● Written task: Put every line of the records below into a JSON list of strings, with one string per line and blank lines omitted.

++++++++

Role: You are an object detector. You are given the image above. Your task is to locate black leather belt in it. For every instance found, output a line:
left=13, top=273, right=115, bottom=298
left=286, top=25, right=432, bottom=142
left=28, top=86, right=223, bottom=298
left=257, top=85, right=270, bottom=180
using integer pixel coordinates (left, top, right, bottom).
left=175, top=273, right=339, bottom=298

++++++++

● Written solution:
[
  "Role: You are an object detector. You are given the image above. Your task is to locate black leather belt in it. For every instance found, output a line:",
  "left=13, top=273, right=115, bottom=298",
  "left=286, top=25, right=432, bottom=142",
  "left=28, top=86, right=223, bottom=298",
  "left=257, top=85, right=270, bottom=180",
  "using integer pixel coordinates (left, top, right, bottom).",
  "left=175, top=273, right=339, bottom=298"
]